━━━ Supplied records ━━━
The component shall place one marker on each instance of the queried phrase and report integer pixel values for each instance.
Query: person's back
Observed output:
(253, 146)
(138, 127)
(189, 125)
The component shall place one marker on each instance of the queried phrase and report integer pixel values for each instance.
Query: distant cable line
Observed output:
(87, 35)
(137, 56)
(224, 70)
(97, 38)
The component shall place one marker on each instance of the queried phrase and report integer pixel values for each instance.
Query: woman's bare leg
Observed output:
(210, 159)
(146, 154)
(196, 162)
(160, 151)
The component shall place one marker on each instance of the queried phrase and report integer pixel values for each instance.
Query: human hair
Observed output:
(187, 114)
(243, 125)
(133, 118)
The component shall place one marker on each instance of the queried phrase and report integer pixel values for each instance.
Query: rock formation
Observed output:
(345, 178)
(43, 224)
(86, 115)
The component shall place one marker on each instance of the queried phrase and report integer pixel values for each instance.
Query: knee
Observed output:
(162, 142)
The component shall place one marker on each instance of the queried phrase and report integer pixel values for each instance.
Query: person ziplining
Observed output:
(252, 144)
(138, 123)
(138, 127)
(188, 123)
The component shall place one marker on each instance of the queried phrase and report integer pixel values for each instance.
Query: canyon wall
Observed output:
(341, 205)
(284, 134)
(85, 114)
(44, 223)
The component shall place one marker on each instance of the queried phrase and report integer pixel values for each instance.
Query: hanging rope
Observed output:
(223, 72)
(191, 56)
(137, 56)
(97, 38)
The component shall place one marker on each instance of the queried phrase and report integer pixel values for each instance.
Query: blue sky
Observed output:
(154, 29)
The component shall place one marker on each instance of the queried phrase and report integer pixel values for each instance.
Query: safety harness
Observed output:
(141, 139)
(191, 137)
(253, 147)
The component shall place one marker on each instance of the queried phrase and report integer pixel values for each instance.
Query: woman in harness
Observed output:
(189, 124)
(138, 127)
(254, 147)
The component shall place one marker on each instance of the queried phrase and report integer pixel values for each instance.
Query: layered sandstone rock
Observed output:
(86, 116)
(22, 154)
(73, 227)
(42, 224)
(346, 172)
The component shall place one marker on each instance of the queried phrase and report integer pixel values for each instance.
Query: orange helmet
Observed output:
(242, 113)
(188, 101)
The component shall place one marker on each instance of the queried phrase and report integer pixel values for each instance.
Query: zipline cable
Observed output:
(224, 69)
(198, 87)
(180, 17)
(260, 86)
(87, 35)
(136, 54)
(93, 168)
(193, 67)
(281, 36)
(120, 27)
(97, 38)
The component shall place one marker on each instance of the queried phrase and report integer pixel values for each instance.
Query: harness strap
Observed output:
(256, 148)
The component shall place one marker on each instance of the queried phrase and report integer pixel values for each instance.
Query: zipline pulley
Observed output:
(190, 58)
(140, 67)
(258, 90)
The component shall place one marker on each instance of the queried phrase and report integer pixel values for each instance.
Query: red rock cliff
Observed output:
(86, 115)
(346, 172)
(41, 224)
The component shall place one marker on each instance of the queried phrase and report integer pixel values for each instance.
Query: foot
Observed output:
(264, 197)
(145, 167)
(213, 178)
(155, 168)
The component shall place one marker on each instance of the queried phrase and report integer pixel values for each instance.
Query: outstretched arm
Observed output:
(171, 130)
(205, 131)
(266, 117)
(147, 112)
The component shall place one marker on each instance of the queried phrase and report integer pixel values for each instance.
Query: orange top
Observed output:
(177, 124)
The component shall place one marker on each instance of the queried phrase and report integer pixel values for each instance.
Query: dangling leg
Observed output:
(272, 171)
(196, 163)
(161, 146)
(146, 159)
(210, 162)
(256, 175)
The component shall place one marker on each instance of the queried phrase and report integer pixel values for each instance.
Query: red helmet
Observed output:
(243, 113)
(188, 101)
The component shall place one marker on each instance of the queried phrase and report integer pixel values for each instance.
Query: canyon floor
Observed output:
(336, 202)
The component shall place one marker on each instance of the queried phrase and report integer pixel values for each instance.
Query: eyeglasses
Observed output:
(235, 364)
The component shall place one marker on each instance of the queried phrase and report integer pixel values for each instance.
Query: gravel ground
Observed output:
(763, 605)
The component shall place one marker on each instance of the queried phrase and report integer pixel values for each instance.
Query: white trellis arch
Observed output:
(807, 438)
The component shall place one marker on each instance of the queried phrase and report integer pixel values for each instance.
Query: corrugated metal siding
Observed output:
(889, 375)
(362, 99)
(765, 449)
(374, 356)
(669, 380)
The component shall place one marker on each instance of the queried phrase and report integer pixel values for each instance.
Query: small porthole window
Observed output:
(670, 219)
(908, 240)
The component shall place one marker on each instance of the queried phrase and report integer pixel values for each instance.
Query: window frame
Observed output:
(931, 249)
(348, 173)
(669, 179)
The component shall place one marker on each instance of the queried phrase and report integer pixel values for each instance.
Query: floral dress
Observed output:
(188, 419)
━━━
Look over the entries for "helmet", then copy every line that includes that string.

### Task answer
Query: orange helmet
Query: red helmet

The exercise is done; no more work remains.